▶ _Problem_
Arrange the items below as a Markdown table with the columns "Row" and "Line", putting one line of the items in each row with its row number. Begin at the line that contains "In this exercise you will locate the spiky", continue through the last line of the items, and leave out any blank lines.
### Raw records ###
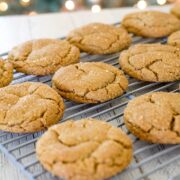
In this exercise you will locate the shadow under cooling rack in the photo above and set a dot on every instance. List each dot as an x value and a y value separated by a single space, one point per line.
150 161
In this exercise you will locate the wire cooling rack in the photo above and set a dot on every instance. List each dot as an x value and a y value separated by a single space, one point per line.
150 161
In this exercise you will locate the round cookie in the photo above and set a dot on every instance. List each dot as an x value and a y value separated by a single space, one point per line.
151 23
176 10
86 149
43 56
29 107
174 39
91 82
152 62
6 73
98 38
155 117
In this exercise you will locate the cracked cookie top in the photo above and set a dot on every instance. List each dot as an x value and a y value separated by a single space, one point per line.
151 23
152 62
174 39
155 117
6 73
176 10
29 107
98 38
43 56
86 149
91 82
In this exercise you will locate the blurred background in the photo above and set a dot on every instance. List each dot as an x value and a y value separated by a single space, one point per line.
33 7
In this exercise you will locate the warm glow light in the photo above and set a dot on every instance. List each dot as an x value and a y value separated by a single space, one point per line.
69 4
33 13
3 6
96 8
161 2
25 2
141 4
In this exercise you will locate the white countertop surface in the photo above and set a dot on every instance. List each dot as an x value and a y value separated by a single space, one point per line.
17 29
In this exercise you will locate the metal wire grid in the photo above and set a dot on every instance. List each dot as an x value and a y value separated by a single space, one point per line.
147 158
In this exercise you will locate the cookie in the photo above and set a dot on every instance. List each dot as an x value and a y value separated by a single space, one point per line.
29 107
152 62
6 73
43 56
91 82
176 10
98 38
155 117
86 149
151 23
174 39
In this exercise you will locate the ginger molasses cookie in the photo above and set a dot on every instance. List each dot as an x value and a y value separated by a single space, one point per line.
151 23
98 38
43 56
6 73
174 39
176 10
152 62
29 107
155 117
87 149
91 82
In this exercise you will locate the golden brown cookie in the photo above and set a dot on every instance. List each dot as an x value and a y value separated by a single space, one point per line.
151 23
174 39
155 117
6 73
91 82
152 62
176 10
29 107
86 149
43 56
98 38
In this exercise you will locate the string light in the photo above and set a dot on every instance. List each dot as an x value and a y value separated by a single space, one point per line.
96 8
33 13
25 2
141 4
69 4
3 6
161 2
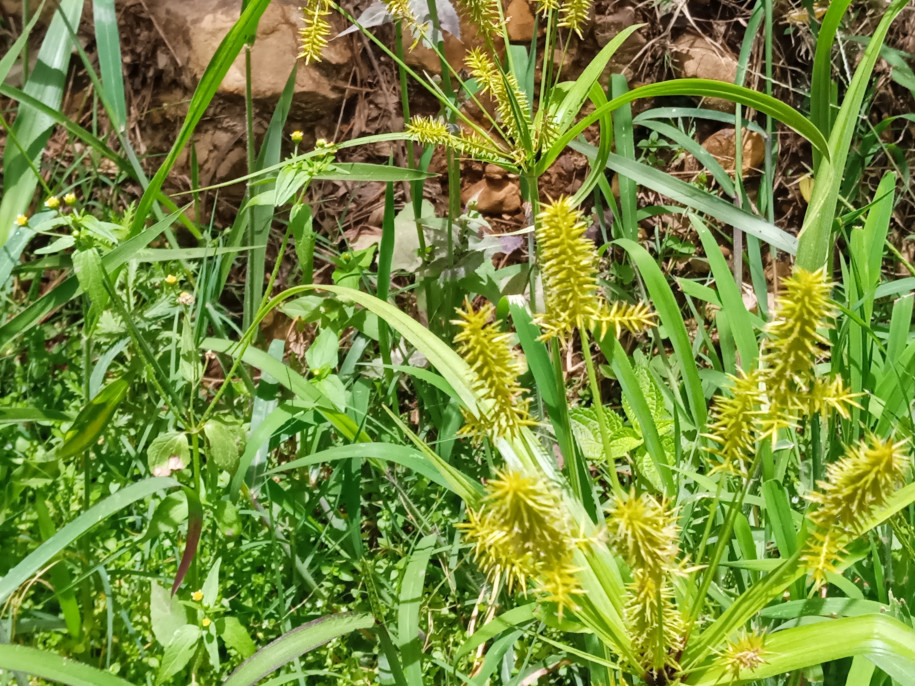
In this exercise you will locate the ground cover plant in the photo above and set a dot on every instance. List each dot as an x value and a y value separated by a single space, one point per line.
570 464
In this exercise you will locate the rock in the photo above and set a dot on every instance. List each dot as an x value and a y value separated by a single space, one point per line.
697 57
494 195
194 31
723 146
520 21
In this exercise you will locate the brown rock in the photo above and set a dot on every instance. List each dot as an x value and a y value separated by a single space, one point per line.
697 57
494 196
723 146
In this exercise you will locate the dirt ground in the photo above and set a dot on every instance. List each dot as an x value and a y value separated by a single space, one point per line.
355 92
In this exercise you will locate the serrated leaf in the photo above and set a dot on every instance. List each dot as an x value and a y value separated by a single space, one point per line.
178 652
222 447
166 613
235 636
168 453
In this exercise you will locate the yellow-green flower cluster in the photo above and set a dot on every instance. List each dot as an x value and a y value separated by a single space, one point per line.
572 295
784 388
855 486
503 407
644 532
314 35
522 531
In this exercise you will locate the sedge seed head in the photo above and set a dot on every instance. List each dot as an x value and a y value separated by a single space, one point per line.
488 351
568 263
314 35
855 486
521 531
745 653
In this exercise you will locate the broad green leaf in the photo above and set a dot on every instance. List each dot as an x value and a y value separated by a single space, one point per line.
223 448
297 642
72 531
168 452
178 652
46 665
31 129
93 419
167 614
235 636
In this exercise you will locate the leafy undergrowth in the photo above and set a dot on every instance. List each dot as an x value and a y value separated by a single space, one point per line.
472 458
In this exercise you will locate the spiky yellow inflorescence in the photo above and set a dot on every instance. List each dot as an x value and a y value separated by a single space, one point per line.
855 486
734 424
511 102
745 653
314 35
568 263
522 531
784 388
644 532
503 408
574 14
484 15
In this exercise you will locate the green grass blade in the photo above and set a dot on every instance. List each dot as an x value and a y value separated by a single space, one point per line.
662 298
209 84
697 87
698 199
108 44
45 665
887 642
32 564
408 606
31 130
816 236
297 642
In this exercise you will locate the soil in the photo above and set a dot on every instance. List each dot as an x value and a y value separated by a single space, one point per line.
355 92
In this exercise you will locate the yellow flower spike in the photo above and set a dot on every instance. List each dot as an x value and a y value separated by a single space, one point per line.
734 424
488 351
855 486
568 264
521 531
314 35
574 14
745 653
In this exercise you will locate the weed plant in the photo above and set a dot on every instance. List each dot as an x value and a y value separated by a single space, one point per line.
545 477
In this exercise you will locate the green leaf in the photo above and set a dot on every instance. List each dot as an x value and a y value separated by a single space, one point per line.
###
▶ _Exercise answer_
| Row | Line |
|---|---|
| 1 | In this exercise you will locate the spiky yellow inflorescence in the photo above and set a dot on every instance. List each dot as an x value and a y value separated by a single space, one point per line. |
| 2 | 855 486 |
| 3 | 734 424 |
| 4 | 511 102 |
| 5 | 745 653 |
| 6 | 314 35 |
| 7 | 568 263 |
| 8 | 522 531 |
| 9 | 784 388 |
| 10 | 644 532 |
| 11 | 503 408 |
| 12 | 574 14 |
| 13 | 484 15 |
| 14 | In this exercise you will locate the green grass blade in the photo above and set a dot on every instance. List each dot as an x value and a y value separated by a single space, one point per line. |
| 15 | 662 298 |
| 16 | 209 84 |
| 17 | 697 87 |
| 18 | 698 199 |
| 19 | 108 44 |
| 20 | 45 665 |
| 21 | 887 642 |
| 22 | 32 564 |
| 23 | 408 606 |
| 24 | 31 130 |
| 25 | 816 236 |
| 26 | 297 642 |
| 27 | In this exercise you will locate the soil in the photo above and set a dot on every instance. List each dot as an x value and a y value separated by a single space, one point per line. |
| 28 | 355 92 |
| 29 | In this exercise you will locate the yellow flower spike in the photo above and set a dot on every instance. List each dot as an x value and a y value separated by a single space, one point per line. |
| 30 | 734 424 |
| 31 | 488 351 |
| 32 | 855 486 |
| 33 | 568 264 |
| 34 | 521 531 |
| 35 | 314 35 |
| 36 | 574 14 |
| 37 | 745 653 |
| 38 | In this exercise you will locate the weed plant in the photo above and set a dot on every instance. List each dot as an x value and a y value separated by a single space, one point per line. |
| 39 | 545 477 |
| 40 | In this exercise you will locate the green leaf in the photo above and set a dot on every instance. List each dot as an x value and a y value separated by a single space, one point per line. |